__What needs to be done__
Copy the listing below without any change, starting at the line with "Tag the person in" and continuing through the last line of the listing.

──────────

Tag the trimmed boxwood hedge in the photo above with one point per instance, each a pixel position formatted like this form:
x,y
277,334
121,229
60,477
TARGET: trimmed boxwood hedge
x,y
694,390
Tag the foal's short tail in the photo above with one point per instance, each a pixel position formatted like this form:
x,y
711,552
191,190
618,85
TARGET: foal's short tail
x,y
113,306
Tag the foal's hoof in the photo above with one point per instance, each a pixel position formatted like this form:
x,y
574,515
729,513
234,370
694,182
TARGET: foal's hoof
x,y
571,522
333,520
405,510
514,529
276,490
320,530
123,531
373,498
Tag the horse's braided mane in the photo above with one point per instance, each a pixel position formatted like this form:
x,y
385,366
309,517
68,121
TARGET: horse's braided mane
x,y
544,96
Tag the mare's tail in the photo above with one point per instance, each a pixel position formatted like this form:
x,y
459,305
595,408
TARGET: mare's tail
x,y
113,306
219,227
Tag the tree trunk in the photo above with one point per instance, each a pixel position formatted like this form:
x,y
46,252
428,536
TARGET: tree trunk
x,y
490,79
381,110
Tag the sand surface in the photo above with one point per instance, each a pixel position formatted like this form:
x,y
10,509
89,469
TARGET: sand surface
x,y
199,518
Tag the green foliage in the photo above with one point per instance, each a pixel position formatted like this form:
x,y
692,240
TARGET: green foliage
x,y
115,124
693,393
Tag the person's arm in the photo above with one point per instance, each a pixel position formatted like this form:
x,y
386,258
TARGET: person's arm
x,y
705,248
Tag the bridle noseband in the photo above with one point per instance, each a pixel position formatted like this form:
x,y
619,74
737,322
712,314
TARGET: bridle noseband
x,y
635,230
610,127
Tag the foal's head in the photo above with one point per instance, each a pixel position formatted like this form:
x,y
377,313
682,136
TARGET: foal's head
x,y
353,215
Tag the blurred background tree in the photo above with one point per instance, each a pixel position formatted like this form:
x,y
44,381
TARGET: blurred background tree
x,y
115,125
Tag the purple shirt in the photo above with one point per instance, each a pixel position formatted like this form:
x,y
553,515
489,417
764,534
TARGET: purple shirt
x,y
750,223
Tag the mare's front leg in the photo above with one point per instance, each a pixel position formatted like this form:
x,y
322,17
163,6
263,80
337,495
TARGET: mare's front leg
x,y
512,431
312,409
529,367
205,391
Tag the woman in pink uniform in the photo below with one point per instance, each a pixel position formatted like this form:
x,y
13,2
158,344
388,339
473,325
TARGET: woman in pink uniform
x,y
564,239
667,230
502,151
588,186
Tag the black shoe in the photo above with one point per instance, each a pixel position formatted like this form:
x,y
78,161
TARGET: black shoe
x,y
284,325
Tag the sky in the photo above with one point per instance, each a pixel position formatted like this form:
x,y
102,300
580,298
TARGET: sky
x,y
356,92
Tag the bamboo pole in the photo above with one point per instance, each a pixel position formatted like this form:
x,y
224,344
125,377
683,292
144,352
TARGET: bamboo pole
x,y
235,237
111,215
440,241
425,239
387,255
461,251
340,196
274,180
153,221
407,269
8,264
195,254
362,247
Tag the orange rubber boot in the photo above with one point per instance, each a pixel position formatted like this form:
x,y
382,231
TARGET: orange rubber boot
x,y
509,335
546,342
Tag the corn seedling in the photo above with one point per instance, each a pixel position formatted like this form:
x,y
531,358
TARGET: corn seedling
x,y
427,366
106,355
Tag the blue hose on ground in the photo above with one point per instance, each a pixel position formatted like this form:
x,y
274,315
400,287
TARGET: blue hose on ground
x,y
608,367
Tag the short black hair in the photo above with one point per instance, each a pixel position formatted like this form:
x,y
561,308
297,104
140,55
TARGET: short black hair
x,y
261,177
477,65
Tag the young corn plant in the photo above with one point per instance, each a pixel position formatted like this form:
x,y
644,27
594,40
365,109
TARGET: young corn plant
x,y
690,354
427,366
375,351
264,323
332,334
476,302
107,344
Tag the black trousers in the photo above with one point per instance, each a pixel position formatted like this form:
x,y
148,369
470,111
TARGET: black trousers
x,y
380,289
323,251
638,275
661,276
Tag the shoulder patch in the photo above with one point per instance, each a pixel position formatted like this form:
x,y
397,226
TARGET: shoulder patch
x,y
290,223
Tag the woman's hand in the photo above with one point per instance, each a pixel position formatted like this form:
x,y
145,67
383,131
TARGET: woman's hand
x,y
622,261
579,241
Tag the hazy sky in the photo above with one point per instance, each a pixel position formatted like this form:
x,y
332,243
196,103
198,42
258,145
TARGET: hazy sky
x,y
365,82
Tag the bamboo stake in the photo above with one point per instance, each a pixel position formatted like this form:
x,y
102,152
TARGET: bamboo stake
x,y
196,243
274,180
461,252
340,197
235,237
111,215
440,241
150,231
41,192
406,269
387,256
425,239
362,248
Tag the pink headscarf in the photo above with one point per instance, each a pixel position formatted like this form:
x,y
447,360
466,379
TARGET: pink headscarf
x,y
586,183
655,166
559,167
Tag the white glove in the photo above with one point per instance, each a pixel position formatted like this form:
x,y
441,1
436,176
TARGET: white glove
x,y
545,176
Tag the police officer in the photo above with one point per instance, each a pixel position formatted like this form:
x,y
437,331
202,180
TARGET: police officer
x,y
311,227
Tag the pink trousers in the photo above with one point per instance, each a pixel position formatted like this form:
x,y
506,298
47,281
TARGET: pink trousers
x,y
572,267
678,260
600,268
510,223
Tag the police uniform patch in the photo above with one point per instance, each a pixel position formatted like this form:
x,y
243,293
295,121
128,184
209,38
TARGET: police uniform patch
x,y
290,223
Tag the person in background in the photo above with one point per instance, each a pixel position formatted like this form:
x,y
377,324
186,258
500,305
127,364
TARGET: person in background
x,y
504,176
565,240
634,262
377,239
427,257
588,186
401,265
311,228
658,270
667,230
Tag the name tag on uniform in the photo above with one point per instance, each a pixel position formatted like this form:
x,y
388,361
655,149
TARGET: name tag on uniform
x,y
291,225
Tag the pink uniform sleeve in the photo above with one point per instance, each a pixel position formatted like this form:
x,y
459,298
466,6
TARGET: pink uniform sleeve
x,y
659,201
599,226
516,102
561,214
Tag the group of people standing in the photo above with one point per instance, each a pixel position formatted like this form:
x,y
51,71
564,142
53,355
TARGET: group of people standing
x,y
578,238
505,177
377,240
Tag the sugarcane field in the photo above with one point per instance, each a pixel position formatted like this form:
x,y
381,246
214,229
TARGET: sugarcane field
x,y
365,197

──────────

__The result__
Tag the person in background in the photo above with one point per instance, each a pixel position formatted like this form:
x,y
377,324
186,258
500,305
127,364
TARGET: person in background
x,y
504,176
565,240
634,262
377,239
427,257
588,186
401,265
311,228
658,270
667,230
Tag the name tag on uniform in the photo above with one point per instance, each a pixel position formatted like this form:
x,y
388,361
655,149
TARGET: name tag on uniform
x,y
291,225
Tag the pink uniform sleeve in the photo above with one point per instance, each a pixel position formatted like this form:
x,y
459,298
466,6
TARGET: pink uniform sleeve
x,y
659,201
599,226
516,102
561,214
Tag the group of people standing in the photo above with one point per instance, each a pixel position formatted like this form:
x,y
51,71
564,142
53,355
TARGET: group of people standing
x,y
578,238
505,177
377,240
Tag the sugarcane field in the photo above with one point per instance, each a pixel position formatted like this form:
x,y
381,246
214,229
TARGET: sugarcane field
x,y
365,197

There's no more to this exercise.